== Directions ==
1 - Using the recouperator patent text below, say whether each statement agrees with it: (a) the patent was filed and granted in the same year; (b) claim 2 says the mat is made of polyester needle-punched felt; (c) claim 8 lets the exchanger turn at up to 100 rpm. Answer yes or no for each and quote the words that decide it.
2 - Write out, word for word, the part of the recouperator patent text below that runs from "9. A heat recouperator" to "random matrix media.".

== Page text ==
▼

US5069272AExpiredUtility

Air to air recouperator

83
Assignee: STIRLING TECHNOLOGY INCPriority: Aug 17, 1989Filed: Aug 17, 1989Granted: Dec 3, 1991
Est. expiryAug 17, 2009(expired)· nominal 20-yr term from priority
F24F 2203/1068F24F 2203/1096F24F 2203/1084F24F 2203/104F24F 3/1423F24F 2203/1004F24F 2003/1464Y10S165/016F28D 7/00
83
PatentIndex Score
56
Cited by
7
References
33
Claims

Abstract

A heat recouperator having a single rotary heat and moisture wheel exchanger uses a random matrix media comprising a plurality of small diameter heat-retentive fibrous material, which provides high thermal efficiency in exchanging heat and moisture between inlet and exhaust air streams.

Claims

exact text as granted — not AI-modified
What is claimed is: 
     
       1. A heat recouperator for ventilating rooms and buildings with minimum loss of heating or cooling, said heat recouperator comprising: a compact housing adapted to be mounted in a window having first and second sections adapted to convey separate streams of air;   a unitary heat and moisture exchanger, comprising a random matrix media and means to support said random matrix media, said unitary heat and moisture exchanger rotatably mounted in said compact housing and adapted to intersect said first and second sections;   said random matrix media comprising a mat of small diameter heat-retentive fibrous material interrelated by mechanical means to form said mat; and   means to rotate said unitary heat and moisture exchanger.   
     
     
       2. A heat recouperator as recited in claim 1 wherein said mat is comprised of polyester needle-punched felt. 
     
     
       3. A heat recouperator as recited in claim 2 wherein said mat of interrelated small diameter heat-retentive fibrous material is comprised of filaments of from substantially about 25 microns to substantially about 150 microns in diameter. 
     
     
       4. A heat recouperator as recited in claim 2 wherein said mat is comprised of filaments of from substantially about 25 microns to substantially about 80 microns and is adapted to have substantially 90% to 94% porosity. 
     
     
       5. A heat recouperator as recited in claim 1 wherein said random matrix media has a porosity from substantially about 83% to substantially about 96%. 
     
     
       6. A heat recouperator as recited in claim 1 wherein said random matrix media is comprised of filaments from substantially about 25 microns to substantially about 150 microns in diameter, and adapted to have a porosity of from substantially about 83% to substantially about 96%. 
     
     
       7. A heat recouperator as recited in claim 1 wherein said mat is substantially circular in shape. 
     
     
       8. A heat recouperator as recited in claim 1 wherein said unitary heat and moisture exchanger is adapted to be rotated from substantially about 10 rpm to substantially about 50 rpm inside said compact housing. 
     
     
       9. A heat recouperator as recited in claim 1, further comprising: means to force said separate streams of air through said first and second sections of said compact housing in opposite directions.   
     
     
       10. A heat recouperator as recited in claim 9 wherein said means to force said separate streams of air comprise one or more fans. 
     
     
       11. A heat recouperator as recited in claim 1 wherein said means to support said random matrix media comprises a container enclosing said random matrix media; and   screen material attached along two parallel faces of said container, said container and said screen material adapted to allow substantially free passage of air through said random matrix media.

▲

== Given information ==
▼

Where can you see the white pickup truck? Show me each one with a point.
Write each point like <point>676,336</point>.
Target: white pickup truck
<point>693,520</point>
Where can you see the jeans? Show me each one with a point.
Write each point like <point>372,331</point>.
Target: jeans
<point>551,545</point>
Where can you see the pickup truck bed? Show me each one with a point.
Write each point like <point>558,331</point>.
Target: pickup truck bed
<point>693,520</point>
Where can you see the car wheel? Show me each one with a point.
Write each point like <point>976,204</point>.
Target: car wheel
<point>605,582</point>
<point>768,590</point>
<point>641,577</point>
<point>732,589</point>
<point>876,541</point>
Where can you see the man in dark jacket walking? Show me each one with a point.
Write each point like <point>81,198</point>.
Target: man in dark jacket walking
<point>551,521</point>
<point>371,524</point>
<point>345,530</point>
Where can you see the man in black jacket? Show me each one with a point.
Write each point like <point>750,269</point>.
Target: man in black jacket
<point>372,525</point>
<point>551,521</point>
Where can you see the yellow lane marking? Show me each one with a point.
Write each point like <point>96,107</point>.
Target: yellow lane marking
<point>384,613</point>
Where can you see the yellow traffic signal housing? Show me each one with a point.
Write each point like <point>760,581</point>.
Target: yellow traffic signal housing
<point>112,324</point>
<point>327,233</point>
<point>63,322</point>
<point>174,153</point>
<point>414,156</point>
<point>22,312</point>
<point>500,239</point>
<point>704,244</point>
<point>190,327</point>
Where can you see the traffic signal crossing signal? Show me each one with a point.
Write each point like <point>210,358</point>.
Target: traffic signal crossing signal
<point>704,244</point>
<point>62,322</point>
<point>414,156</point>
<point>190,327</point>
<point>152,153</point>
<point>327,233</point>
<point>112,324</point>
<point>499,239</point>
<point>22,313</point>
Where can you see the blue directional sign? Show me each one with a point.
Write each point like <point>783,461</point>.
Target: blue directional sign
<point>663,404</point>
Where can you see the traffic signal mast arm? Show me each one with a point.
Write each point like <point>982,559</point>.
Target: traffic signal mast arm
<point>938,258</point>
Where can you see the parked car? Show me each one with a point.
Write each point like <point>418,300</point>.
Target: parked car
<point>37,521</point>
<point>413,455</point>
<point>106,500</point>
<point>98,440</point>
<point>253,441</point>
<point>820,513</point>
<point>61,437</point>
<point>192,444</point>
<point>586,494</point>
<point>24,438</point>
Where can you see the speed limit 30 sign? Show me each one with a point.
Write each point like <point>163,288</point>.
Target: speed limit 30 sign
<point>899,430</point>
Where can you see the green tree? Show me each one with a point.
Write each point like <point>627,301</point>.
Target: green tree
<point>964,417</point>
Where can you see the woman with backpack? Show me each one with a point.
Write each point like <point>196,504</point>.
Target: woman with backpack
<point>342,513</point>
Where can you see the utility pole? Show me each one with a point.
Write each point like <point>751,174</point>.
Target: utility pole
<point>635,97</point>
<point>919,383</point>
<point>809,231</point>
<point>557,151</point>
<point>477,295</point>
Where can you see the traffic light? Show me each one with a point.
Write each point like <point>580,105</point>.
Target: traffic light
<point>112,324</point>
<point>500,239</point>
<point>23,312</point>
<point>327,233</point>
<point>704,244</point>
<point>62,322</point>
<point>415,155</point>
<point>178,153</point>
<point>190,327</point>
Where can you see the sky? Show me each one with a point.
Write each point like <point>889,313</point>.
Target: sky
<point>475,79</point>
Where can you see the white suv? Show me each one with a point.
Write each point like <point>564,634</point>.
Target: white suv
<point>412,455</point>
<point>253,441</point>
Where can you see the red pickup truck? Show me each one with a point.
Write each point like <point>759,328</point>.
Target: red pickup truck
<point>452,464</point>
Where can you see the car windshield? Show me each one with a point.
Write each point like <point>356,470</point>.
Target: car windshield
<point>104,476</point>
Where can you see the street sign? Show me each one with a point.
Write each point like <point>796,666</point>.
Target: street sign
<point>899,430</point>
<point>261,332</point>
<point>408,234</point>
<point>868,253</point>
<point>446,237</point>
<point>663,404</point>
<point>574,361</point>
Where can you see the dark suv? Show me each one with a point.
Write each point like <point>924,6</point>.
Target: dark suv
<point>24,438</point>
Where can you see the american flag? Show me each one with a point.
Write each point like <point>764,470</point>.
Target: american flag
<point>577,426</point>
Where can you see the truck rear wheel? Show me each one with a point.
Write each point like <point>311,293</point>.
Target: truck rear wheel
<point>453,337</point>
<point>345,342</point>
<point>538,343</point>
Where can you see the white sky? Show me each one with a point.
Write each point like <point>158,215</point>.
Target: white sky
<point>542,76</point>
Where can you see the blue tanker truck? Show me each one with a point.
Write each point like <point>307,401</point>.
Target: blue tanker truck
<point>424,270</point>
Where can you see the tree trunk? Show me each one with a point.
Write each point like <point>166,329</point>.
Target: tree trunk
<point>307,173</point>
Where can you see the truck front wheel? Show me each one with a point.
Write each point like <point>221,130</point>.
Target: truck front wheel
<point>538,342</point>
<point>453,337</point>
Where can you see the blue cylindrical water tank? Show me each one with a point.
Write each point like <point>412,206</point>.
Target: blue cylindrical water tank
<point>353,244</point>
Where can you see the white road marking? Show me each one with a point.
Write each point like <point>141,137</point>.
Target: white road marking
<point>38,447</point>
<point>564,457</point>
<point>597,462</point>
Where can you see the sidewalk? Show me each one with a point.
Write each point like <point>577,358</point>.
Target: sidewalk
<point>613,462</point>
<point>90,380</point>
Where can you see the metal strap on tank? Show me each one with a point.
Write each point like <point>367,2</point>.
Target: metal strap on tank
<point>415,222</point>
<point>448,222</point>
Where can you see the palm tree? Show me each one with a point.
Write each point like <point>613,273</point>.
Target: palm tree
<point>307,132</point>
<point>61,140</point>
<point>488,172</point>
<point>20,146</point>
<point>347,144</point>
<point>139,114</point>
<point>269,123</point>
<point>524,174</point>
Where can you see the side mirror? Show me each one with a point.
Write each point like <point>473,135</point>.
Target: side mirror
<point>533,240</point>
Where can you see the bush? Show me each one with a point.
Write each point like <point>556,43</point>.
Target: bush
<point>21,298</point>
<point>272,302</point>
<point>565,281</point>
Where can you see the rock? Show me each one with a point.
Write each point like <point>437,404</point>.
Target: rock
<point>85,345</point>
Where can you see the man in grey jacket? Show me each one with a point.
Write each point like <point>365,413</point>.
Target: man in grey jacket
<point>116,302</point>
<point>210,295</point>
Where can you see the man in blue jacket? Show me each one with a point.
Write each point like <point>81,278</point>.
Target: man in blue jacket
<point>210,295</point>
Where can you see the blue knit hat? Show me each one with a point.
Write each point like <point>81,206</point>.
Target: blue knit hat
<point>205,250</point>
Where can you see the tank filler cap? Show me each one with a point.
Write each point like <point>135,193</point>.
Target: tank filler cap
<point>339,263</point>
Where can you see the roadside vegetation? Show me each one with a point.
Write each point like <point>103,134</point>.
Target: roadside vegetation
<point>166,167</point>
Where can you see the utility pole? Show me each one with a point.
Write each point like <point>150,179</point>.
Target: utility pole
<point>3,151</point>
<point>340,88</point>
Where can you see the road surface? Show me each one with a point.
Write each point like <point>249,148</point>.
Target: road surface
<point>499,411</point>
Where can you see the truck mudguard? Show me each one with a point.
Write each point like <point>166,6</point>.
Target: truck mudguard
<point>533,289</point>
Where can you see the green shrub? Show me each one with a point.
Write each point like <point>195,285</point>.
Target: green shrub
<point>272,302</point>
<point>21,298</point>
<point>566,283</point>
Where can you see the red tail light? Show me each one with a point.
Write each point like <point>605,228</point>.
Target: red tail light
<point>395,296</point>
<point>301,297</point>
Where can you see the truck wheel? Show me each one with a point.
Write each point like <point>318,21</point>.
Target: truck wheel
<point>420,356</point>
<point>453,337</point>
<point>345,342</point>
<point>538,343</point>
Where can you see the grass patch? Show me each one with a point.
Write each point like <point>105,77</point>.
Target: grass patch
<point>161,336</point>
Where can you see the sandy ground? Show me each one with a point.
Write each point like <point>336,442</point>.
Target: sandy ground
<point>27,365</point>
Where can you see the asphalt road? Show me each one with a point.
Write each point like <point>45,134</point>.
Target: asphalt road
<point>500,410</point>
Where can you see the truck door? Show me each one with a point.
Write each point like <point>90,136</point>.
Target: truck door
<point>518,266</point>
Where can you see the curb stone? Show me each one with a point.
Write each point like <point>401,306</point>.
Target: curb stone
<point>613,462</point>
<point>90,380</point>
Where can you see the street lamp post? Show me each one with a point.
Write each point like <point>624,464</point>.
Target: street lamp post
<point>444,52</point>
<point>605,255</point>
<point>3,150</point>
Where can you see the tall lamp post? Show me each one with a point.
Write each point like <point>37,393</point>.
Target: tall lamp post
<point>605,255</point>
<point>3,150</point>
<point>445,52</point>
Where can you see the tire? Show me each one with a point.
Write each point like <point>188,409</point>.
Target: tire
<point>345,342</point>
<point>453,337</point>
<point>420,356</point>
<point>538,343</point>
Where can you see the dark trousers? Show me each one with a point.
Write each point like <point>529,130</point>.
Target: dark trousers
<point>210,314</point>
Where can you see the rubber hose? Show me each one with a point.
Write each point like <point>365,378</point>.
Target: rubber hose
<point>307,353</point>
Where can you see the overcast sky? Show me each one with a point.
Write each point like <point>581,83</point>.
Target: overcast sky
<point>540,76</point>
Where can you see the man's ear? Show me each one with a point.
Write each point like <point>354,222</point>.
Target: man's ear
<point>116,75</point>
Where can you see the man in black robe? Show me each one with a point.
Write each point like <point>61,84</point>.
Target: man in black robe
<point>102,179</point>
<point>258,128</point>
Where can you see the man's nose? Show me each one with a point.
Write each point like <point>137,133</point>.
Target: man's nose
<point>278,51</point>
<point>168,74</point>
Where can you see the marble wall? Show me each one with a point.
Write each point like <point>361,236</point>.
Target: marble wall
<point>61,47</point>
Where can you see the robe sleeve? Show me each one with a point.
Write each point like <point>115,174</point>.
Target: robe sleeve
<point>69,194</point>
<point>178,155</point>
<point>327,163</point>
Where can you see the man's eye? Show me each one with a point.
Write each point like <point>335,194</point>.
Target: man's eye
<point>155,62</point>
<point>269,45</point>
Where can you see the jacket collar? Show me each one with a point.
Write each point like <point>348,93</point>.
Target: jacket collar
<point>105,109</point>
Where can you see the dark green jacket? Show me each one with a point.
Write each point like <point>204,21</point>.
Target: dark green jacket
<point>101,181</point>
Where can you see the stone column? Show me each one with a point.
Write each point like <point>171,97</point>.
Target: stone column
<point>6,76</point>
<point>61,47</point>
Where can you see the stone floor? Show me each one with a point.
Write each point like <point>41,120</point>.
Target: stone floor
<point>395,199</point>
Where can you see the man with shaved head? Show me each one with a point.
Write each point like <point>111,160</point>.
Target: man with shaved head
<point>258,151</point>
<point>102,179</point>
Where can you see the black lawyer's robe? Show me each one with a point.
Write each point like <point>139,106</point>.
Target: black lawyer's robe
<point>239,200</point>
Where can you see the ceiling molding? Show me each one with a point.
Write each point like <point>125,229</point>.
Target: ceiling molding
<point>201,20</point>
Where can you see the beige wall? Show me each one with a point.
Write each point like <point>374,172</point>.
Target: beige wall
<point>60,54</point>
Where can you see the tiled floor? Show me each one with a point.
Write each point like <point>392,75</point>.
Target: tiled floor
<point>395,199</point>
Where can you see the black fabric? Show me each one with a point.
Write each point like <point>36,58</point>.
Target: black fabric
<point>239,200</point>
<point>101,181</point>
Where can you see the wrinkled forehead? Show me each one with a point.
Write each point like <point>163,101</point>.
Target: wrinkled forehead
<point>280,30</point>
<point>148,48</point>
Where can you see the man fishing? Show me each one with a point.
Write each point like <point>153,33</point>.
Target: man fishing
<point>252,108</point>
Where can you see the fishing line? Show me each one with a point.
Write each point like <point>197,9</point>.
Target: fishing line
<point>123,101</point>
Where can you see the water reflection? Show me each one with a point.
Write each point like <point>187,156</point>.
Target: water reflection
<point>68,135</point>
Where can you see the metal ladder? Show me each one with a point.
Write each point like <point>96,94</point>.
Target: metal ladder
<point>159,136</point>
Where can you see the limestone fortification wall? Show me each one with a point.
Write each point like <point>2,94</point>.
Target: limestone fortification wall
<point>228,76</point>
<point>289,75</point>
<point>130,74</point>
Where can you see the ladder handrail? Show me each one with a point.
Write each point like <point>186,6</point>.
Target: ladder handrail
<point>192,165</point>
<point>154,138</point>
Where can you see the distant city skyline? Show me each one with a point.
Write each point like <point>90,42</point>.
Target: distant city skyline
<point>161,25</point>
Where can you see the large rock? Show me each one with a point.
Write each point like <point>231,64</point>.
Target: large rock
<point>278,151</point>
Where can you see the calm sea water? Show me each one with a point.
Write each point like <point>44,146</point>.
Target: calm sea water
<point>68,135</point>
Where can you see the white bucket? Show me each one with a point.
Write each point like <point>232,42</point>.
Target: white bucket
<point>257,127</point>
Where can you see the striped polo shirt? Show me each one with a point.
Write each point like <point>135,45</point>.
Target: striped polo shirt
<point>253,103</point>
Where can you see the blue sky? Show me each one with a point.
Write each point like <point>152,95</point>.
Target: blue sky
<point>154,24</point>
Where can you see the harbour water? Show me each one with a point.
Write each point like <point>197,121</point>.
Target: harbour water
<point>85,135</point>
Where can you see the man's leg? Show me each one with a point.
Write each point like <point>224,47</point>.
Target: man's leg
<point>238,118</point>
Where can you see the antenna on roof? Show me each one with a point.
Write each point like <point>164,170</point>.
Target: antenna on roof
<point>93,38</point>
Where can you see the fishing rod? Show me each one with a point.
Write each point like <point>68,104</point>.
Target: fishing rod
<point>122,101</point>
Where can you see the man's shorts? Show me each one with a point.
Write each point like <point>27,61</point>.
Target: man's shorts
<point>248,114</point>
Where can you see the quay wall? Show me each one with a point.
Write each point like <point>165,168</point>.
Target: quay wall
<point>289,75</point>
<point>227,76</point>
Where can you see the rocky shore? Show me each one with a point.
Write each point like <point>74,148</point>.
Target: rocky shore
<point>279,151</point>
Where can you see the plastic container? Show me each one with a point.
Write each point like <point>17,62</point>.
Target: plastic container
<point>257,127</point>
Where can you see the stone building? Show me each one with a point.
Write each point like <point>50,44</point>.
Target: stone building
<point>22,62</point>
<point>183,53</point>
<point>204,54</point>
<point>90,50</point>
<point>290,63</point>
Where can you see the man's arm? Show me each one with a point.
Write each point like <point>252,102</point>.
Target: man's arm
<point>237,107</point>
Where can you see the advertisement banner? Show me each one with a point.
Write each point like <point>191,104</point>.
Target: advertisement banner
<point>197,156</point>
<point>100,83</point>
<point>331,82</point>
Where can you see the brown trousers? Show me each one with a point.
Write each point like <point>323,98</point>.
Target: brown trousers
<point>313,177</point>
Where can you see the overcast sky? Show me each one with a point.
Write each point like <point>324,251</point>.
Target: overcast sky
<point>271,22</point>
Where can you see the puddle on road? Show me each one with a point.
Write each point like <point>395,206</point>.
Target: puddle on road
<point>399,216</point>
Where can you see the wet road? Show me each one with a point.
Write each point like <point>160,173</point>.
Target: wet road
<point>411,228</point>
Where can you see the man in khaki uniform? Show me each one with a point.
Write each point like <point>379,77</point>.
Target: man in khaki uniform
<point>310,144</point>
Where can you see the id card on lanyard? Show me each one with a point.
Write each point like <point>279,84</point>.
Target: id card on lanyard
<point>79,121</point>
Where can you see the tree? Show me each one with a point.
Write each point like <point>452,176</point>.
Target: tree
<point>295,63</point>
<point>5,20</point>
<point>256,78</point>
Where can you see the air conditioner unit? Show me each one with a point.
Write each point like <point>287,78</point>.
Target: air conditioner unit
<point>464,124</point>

▲

== Expected results ==
1 -
(a) No: "Filed: Aug 17, 1989" and "Granted: Dec 3, 1991"
(b) Yes: "said mat is comprised of polyester needle-punched felt"
(c) No: "from substantially about 10 rpm to substantially about 50 rpm"

2 -
9. A heat recouperator as recited in claim 1, further comprising: means to force said separate streams of air through said first and second sections of said compact housing in opposite directions.   
     
     
       10. A heat recouperator as recited in claim 9 wherein said means to force said separate streams of air comprise one or more fans. 
     
     
       11. A heat recouperator as recited in claim 1 wherein said means to support said random matrix media comprises a container enclosing said random matrix media; and   screen material attached along two parallel faces of said container, said container and said screen material adapted to allow substantially free passage of air through said random matrix media.